原文:
================

けれど一方で、そんな「キャラ」が自然のものとして、定着する瞬間がくる場合もあると思う。長く付き合っていれば、キャラではない、相手の本質的な部分も見えてくるのでは。また、演じ続けていたキャラが、どこか心地の良いものとして認められるようになる人だっている。
本来の自分が「キャラ」に定着するのか、「キャラ」が本来の自分に定着するのか、といった差はあるかもしれないが、「キャラ」によるコミュニケーションが行き着く理想は、そこにあるんじゃないだろうか。ただし、まだ思春期すら迎えておらず、自我の確立に至っていない子供たちは別だ。
承認欲求とコミュニケーション偏重主義
現代の子供たちにとっては、「キャラとして承認されること」が最も重要であり、そうしなければ、教室空間内の自分の居場所を喪失するという事態に陥ってしまう。
他方では、成人した若い世代ですら、「食うため」ではなく「承認欲求」のために働く傾向にあるという。まさにその世代の僕だけど、否定はできない。全肯定もしませんが。
そこに見受けられるのは、有名なマズローの「欲求段階説」の逆転現象だと、著者は書いている。他の「承認欲求」に関する記事でも、よく見かける図ですね。
- 生理的欲求:生命維持のための食事、睡眠、排泄等
- 安全の欲求:経済的な健康や安定、事故に遭わないこと
- 所属と愛の欲求:つながりや所属
- 承認の欲求:他者からの尊敬、高い地位、名声、注目、自己尊重感
- 自己実現の欲求:自分らしく生きること
現代日本では、「衣食住よりも(キャラとしての)承認」を求める力が強く、その「承認」も、 “間主観的” な「コミュ力」に一元化されつつある、という。
承認の根拠を全面的に他者とのコミュニケーションに依存し、対人評価の基準も「コミュ力」に一元化されつつある現状を、著者はコミュニケーション偏重主義と称している。
冒頭にも書きましたが、コミュ力コミュ力コミュ力コミュ力コミュ力コミュ力──と嫌になるほど言われ続けてきた就活時代を鑑みるに、現在が、「コミュニケーション」こそが最重要視されている社会であることは、間違いないんじゃないかと。
だって、社会に出るための、就職するための入り口としての、「就職活動」の場でそれだけコミュニケーションを語るということは、つまり、そういうこと以外の何物でもないでしょう。
それがなければ生きていけない、大人としては失格だ、と解釈して、引きこもったり、自ら命を絶ったりする人がいても不思議じゃない。それを「弱者」だの「負け組」だのと捨てるのはどうなんさ。

================

手元のデータ:
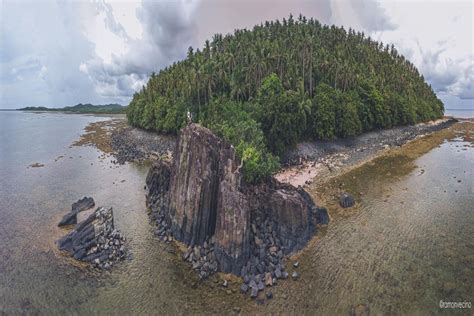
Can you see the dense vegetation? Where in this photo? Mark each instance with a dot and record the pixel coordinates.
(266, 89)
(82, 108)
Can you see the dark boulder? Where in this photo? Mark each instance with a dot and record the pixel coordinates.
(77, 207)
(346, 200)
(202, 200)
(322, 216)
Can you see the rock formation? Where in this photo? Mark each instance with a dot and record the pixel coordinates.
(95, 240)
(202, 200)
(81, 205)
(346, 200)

================

作業一覧:
(1) 原文に挙がっているマズローの欲求段階の欲求を、名前だけすべて書き出せ。
(2) 原文によると、成人した若い世代は何のために働く傾向にあるとされているか。
(3) 原文の最後の文に続けて、その先を書け。
ここでは資料を使わない。

作業別の解答:
(1) 生理的欲求、安全の欲求、所属と愛の欲求、承認の欲求、自己実現の欲求

(2) 「食うため」ではなく「承認欲求」のために働く傾向にあるとされている。

(3)
僕が思うに、本当のところコミュニケーションなんかは二の次で、世の大人が話す「コミュニケーション能力」の本質は、「適応力」のことなんじゃないだろうか。
周囲から浮かないよう、置いていかれないよう、仲間はずれにされないように、世の中の大きな流れに乗って、その環境に自分を最適化して、キャラを演じて、うまく立ちまわって生きなさい、というもの。
一言で言えば、「社会にとっての『良い子』でありなさい」と。「うだうだ文句言うんじゃない、それが社会で生きることだ」と言われてしまえば、僕には何も言い返せませんが。……でもでも、その生き方のどこに「自分」はいるのだろう。
承認欲求エヴァンゲリオン
『ヱヴァンゲリヲン新劇場版:序』より
著者によれば、「承認をめぐる病理」は、次の3つに帰結するという。「承認への葛藤」「承認への過剰反応」「承認への無関心」だ。そしておもしろいのが、この3パターンが、そのまま『新世紀エヴァンゲリオン*1』の登場人物の特徴に当てはまるというのだ*2。
承認をめぐって葛藤し続け行動を抑制しがちなシンジ*3は「ひきこもり」であり、社交性が高く承認を勝ち取るための行動化にためらいのないアスカ*4は「境界性人格障害」、承認されることに関心がなく命令のままに行動するレイ*5は「アスペルガー症候群」だという。
これら「承認の病」を回避する方法としては、次の3つが挙げられている。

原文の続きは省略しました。